_To do_
Start at the line in the entries below that contains "Target: white car", stop at the line that contains "Where can the office", and output exactly the lines in that span, both ends included.

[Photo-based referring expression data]
..............................

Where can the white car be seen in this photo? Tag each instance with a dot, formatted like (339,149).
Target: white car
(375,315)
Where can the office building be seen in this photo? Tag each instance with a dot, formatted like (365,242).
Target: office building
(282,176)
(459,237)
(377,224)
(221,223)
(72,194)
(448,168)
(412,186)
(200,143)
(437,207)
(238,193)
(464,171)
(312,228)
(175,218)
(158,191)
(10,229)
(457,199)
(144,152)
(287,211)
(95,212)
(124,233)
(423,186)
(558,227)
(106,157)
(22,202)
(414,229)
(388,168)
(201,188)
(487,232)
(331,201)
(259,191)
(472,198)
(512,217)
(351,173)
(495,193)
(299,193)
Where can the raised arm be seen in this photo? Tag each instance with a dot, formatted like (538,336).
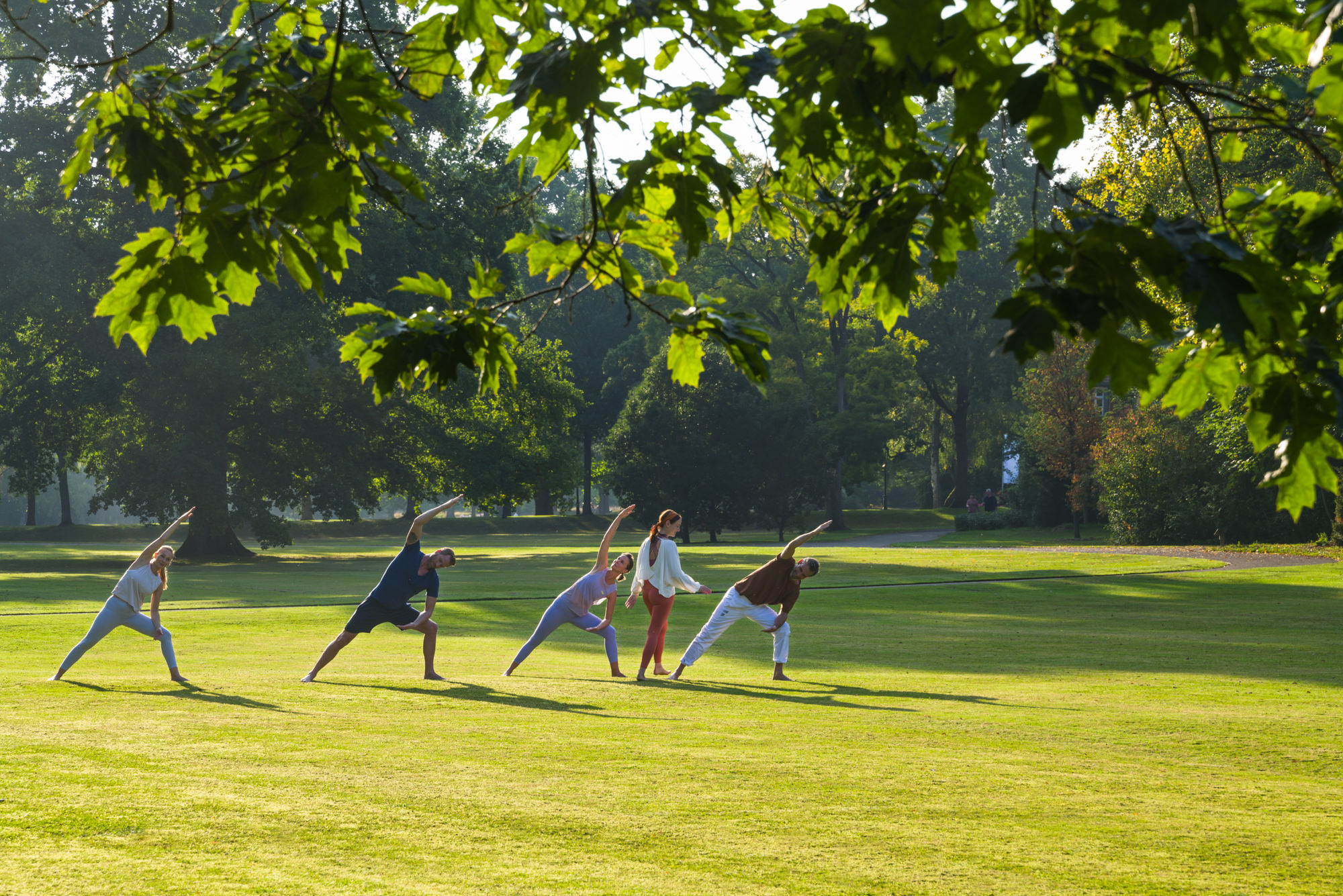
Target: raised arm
(418,526)
(804,538)
(146,556)
(610,534)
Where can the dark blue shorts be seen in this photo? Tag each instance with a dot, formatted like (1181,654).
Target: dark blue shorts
(373,613)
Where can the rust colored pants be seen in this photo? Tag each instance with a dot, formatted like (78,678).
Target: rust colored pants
(660,608)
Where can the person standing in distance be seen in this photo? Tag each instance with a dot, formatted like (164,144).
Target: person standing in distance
(410,573)
(148,575)
(657,576)
(780,581)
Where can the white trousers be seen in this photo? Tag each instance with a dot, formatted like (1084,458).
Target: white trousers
(730,609)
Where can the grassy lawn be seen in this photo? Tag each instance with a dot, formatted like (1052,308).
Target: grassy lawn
(1102,734)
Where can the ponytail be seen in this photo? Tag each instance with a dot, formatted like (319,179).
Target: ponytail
(667,518)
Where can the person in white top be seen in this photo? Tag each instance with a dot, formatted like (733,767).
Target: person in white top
(657,576)
(147,576)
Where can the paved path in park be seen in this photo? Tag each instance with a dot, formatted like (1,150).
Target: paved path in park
(1234,560)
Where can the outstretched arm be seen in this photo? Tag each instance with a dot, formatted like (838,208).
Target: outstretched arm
(418,526)
(610,534)
(804,538)
(163,540)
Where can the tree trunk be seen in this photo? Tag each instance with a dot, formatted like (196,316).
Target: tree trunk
(961,443)
(209,533)
(545,506)
(588,474)
(935,458)
(64,483)
(835,501)
(840,346)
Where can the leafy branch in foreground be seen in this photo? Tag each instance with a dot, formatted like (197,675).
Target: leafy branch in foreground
(269,161)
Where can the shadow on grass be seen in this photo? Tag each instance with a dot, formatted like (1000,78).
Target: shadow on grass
(190,693)
(827,699)
(479,693)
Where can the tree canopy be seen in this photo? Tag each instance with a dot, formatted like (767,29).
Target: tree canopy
(267,140)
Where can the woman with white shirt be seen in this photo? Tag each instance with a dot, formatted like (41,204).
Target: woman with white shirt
(659,576)
(147,576)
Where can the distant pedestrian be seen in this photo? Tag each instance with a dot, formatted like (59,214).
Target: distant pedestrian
(410,573)
(780,581)
(575,604)
(148,575)
(657,576)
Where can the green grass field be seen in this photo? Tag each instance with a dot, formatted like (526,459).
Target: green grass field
(1094,726)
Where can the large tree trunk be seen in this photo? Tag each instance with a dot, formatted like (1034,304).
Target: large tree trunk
(64,485)
(209,533)
(935,458)
(588,474)
(961,443)
(545,506)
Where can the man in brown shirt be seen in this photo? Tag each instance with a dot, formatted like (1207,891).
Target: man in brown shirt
(780,581)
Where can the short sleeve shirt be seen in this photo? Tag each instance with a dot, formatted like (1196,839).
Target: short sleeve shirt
(402,580)
(773,584)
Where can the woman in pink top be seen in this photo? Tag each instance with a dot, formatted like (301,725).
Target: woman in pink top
(657,577)
(147,576)
(575,604)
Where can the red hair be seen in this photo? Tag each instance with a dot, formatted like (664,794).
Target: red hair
(665,519)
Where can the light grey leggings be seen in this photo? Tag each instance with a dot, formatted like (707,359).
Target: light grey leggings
(118,612)
(558,615)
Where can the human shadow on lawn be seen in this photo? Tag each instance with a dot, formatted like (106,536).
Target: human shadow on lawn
(467,691)
(190,693)
(828,698)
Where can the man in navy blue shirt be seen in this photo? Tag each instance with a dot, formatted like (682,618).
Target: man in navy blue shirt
(410,573)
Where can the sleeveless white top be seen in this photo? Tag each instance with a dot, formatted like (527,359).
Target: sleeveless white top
(136,585)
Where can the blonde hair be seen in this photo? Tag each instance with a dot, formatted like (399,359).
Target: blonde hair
(667,518)
(627,554)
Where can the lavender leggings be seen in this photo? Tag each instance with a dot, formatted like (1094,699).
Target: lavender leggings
(118,612)
(558,615)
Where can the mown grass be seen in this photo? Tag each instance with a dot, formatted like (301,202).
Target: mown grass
(1138,734)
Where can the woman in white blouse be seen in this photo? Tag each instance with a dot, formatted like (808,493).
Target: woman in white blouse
(659,576)
(147,576)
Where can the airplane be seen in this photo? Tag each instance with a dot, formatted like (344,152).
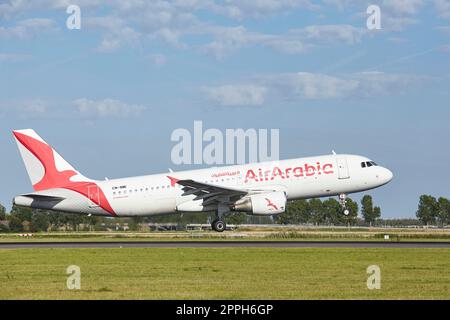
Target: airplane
(257,189)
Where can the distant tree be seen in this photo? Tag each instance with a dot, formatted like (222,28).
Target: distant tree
(443,215)
(333,211)
(428,209)
(2,213)
(369,213)
(39,221)
(297,212)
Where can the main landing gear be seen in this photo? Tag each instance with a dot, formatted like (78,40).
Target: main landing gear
(343,203)
(218,224)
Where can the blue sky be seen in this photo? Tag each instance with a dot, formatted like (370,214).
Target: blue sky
(109,95)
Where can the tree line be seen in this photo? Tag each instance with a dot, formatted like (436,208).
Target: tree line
(430,211)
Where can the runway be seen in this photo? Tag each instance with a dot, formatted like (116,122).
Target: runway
(224,244)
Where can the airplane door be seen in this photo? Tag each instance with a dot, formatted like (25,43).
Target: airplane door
(342,168)
(93,196)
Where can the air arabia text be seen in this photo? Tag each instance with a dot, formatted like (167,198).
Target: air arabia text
(306,170)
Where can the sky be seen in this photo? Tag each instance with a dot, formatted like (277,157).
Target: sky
(109,95)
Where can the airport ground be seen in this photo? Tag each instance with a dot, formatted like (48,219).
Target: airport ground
(225,273)
(230,272)
(298,233)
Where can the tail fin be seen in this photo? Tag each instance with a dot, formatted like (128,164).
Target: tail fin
(45,167)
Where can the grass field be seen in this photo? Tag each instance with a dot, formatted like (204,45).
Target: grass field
(225,273)
(281,234)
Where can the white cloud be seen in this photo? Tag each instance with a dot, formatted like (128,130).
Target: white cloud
(239,9)
(237,95)
(13,57)
(400,7)
(230,39)
(115,32)
(157,59)
(28,28)
(107,108)
(331,33)
(444,29)
(310,86)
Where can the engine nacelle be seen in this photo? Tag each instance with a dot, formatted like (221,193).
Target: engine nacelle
(262,203)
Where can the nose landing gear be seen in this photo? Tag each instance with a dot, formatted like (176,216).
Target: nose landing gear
(343,204)
(218,225)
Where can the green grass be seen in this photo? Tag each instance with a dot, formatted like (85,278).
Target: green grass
(225,273)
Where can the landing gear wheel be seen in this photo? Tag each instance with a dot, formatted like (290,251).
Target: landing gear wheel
(218,225)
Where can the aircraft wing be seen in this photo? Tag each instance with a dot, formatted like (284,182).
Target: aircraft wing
(209,193)
(36,196)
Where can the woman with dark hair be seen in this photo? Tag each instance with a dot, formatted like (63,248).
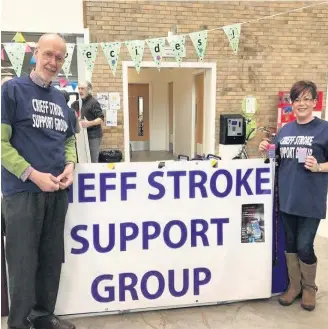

..............................

_Output of the task_
Target: white car
(375,315)
Where can the office building be seen in this photo? Tag each instance with a dot, formatted like (365,242).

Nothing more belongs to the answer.